-- BEGIN Records supplied --
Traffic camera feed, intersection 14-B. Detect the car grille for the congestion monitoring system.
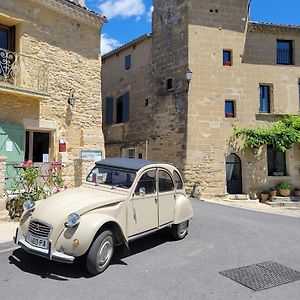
[28,221,51,237]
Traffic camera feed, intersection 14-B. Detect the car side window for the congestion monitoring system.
[173,171,183,190]
[135,170,156,195]
[158,170,174,193]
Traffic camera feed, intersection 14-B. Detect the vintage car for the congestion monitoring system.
[14,158,193,274]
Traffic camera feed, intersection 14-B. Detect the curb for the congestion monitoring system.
[0,241,19,253]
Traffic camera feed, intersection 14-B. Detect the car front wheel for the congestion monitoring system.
[171,221,189,240]
[86,229,114,275]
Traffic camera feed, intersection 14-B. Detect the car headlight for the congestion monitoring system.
[23,199,35,212]
[65,213,80,227]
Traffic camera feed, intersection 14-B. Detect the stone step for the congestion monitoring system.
[227,194,250,200]
[266,201,300,209]
[272,196,300,202]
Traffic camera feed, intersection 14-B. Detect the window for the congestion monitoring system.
[167,78,173,90]
[225,100,235,118]
[158,170,174,193]
[173,171,183,190]
[223,50,232,66]
[135,170,156,195]
[0,25,15,51]
[116,96,123,123]
[267,146,286,176]
[105,92,129,125]
[277,40,293,65]
[125,54,131,70]
[25,131,50,162]
[259,85,271,113]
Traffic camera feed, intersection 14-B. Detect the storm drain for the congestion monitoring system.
[220,261,300,291]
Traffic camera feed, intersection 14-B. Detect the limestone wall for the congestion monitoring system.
[0,0,104,186]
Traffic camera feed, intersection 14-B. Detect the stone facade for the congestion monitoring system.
[103,0,300,196]
[0,0,105,197]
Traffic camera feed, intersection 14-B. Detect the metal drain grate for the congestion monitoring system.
[220,261,300,291]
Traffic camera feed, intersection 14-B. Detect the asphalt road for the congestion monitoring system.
[0,201,300,300]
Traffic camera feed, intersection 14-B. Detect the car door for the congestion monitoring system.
[157,169,175,226]
[127,168,158,237]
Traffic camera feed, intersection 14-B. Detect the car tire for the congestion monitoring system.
[171,221,189,240]
[86,229,114,275]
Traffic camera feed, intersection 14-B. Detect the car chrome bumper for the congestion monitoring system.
[14,229,75,264]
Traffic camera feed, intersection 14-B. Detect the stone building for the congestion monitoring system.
[0,0,105,204]
[102,0,300,196]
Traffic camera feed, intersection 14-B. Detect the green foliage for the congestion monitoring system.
[232,115,300,152]
[277,182,292,190]
[6,161,65,219]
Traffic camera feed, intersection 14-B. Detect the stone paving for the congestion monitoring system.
[0,199,300,243]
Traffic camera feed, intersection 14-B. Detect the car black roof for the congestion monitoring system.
[96,158,155,171]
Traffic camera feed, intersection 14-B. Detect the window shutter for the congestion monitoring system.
[123,92,129,123]
[105,97,114,125]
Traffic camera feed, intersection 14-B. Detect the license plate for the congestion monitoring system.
[26,234,48,249]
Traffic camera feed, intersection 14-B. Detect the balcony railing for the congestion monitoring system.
[0,48,49,93]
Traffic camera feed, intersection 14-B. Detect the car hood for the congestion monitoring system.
[32,186,126,224]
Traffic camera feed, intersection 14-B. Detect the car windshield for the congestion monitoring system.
[86,166,136,189]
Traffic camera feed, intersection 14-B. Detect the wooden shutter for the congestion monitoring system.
[105,97,114,125]
[123,92,129,123]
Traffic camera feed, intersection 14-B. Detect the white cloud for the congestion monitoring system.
[147,5,154,23]
[98,0,146,19]
[101,33,121,55]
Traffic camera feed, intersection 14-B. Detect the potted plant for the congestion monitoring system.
[269,188,276,199]
[277,182,292,197]
[260,190,269,202]
[294,188,300,197]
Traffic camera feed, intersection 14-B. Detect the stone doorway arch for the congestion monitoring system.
[226,153,243,194]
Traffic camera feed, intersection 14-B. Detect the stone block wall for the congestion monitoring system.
[0,156,6,211]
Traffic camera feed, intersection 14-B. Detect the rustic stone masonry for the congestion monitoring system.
[102,0,300,197]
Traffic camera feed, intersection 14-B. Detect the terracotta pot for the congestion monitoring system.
[260,194,269,202]
[279,189,291,197]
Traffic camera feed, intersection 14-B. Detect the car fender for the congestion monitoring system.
[55,213,127,257]
[174,195,193,224]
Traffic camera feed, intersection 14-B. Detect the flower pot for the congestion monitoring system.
[260,194,269,202]
[279,189,291,197]
[294,190,300,197]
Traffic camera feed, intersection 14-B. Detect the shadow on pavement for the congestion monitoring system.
[8,231,171,281]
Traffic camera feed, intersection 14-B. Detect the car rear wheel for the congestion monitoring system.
[86,229,114,275]
[171,221,189,240]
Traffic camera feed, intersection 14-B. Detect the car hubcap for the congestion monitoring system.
[178,221,188,236]
[97,236,113,268]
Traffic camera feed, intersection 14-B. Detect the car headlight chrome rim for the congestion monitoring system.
[66,213,80,227]
[23,199,35,212]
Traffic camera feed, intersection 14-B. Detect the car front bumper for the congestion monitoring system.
[14,228,75,264]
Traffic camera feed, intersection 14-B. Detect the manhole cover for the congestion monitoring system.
[220,261,300,291]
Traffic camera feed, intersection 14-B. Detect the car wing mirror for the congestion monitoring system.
[139,187,146,197]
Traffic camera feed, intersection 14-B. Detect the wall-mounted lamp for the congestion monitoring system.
[252,147,258,155]
[185,69,193,87]
[68,89,75,107]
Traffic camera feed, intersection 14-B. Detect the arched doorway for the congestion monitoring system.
[226,153,243,194]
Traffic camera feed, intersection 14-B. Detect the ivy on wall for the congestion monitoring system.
[232,115,300,152]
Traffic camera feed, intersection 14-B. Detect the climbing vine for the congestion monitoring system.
[232,115,300,152]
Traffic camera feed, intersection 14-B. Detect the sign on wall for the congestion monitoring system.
[80,150,102,161]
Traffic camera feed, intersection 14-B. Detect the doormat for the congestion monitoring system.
[220,261,300,291]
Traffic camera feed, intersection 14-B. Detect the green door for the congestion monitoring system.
[0,124,24,189]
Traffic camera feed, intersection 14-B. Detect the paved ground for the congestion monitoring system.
[0,201,300,300]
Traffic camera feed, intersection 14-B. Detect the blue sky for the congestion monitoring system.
[85,0,300,53]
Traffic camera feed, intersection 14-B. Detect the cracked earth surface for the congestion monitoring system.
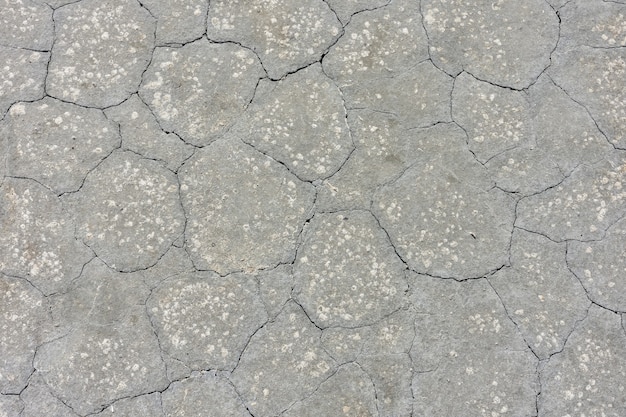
[0,0,626,417]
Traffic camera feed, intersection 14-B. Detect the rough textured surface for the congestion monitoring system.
[489,229,589,359]
[235,65,353,181]
[0,275,50,394]
[422,0,559,89]
[322,0,428,86]
[567,218,626,312]
[147,272,267,370]
[7,97,120,194]
[0,178,92,294]
[515,152,626,241]
[294,211,407,328]
[0,45,50,115]
[0,0,626,417]
[207,0,342,79]
[549,42,626,149]
[372,123,514,279]
[232,303,335,415]
[538,306,626,416]
[180,137,314,274]
[46,0,155,107]
[411,275,539,416]
[139,39,263,146]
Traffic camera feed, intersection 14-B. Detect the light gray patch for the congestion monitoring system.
[162,371,250,417]
[372,126,514,279]
[105,95,194,171]
[515,152,626,241]
[179,137,315,274]
[207,0,342,80]
[283,364,378,417]
[0,178,93,295]
[234,64,353,181]
[139,38,264,146]
[50,259,149,332]
[489,229,590,359]
[422,0,559,89]
[452,72,533,163]
[230,302,336,415]
[20,371,78,417]
[147,272,267,370]
[548,42,626,149]
[0,0,54,49]
[7,97,120,194]
[46,0,155,108]
[358,353,413,417]
[343,61,453,128]
[294,211,407,328]
[64,152,185,272]
[559,0,626,48]
[322,0,428,87]
[257,265,293,318]
[538,305,626,416]
[567,218,626,312]
[34,306,168,415]
[0,47,50,115]
[94,392,164,417]
[411,274,539,416]
[0,274,51,394]
[141,0,209,45]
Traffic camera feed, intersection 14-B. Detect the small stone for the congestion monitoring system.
[0,0,54,50]
[46,0,155,108]
[105,94,194,172]
[0,178,93,295]
[411,274,543,416]
[537,305,626,416]
[422,0,559,89]
[489,229,590,359]
[294,211,407,328]
[322,0,428,87]
[147,272,267,370]
[33,306,168,415]
[179,137,315,275]
[139,39,264,146]
[231,302,336,416]
[7,97,120,194]
[64,152,185,272]
[0,274,50,394]
[236,64,354,181]
[141,0,209,45]
[0,47,50,115]
[567,218,626,311]
[452,72,532,163]
[162,372,250,417]
[207,0,342,80]
[515,152,626,242]
[282,364,379,417]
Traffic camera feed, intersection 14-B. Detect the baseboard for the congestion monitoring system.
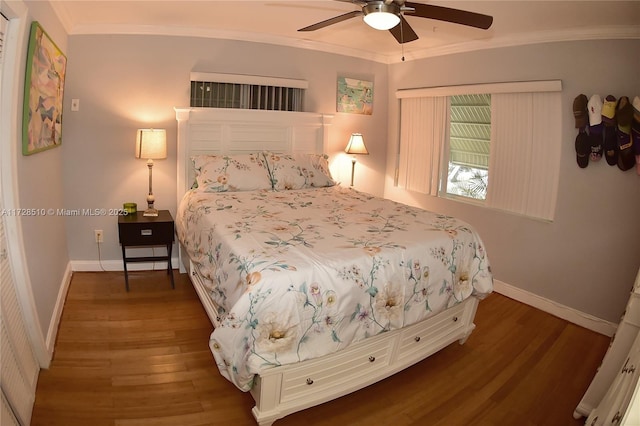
[493,280,618,337]
[71,257,179,272]
[45,262,73,359]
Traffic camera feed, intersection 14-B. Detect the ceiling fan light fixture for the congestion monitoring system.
[362,2,400,30]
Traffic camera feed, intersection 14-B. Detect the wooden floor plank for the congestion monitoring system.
[32,271,609,426]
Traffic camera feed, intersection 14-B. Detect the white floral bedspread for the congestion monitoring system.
[176,186,493,391]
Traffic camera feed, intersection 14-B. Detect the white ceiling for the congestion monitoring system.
[49,0,640,66]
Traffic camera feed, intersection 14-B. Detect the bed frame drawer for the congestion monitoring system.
[398,303,469,362]
[280,335,394,403]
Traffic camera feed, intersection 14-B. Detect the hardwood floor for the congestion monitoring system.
[31,271,609,426]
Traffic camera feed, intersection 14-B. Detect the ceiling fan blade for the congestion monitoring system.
[389,15,418,44]
[404,2,493,30]
[298,10,362,31]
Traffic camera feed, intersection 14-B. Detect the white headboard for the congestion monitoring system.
[175,108,333,205]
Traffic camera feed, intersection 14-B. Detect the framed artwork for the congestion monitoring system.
[22,22,67,155]
[336,77,373,115]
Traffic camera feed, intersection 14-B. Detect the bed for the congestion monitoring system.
[176,108,493,425]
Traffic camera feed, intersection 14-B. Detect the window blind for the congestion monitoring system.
[398,97,448,195]
[396,80,562,220]
[486,92,562,220]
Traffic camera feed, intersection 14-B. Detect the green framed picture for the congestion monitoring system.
[22,22,67,155]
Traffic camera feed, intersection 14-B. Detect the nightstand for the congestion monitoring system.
[118,210,175,291]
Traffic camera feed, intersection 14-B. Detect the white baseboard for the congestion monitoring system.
[493,280,618,337]
[71,257,179,272]
[45,262,73,359]
[63,257,618,336]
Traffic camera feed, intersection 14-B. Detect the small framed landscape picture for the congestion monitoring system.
[336,77,373,115]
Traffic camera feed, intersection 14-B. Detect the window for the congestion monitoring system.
[396,81,562,220]
[190,73,307,111]
[441,93,491,200]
-- END Records supplied --
**What to work on:** Which rows above contain the word "baseboard"? Pick out each such line and copy it whole, treating the match as case-sensitive.

**Full output:**
Traffic camera feed, intersection 14-B. Detect the baseboard for the congestion monitoring system.
Traffic camera feed, intersection 14-B. Detect the white baseboard for the congestion monitoring system.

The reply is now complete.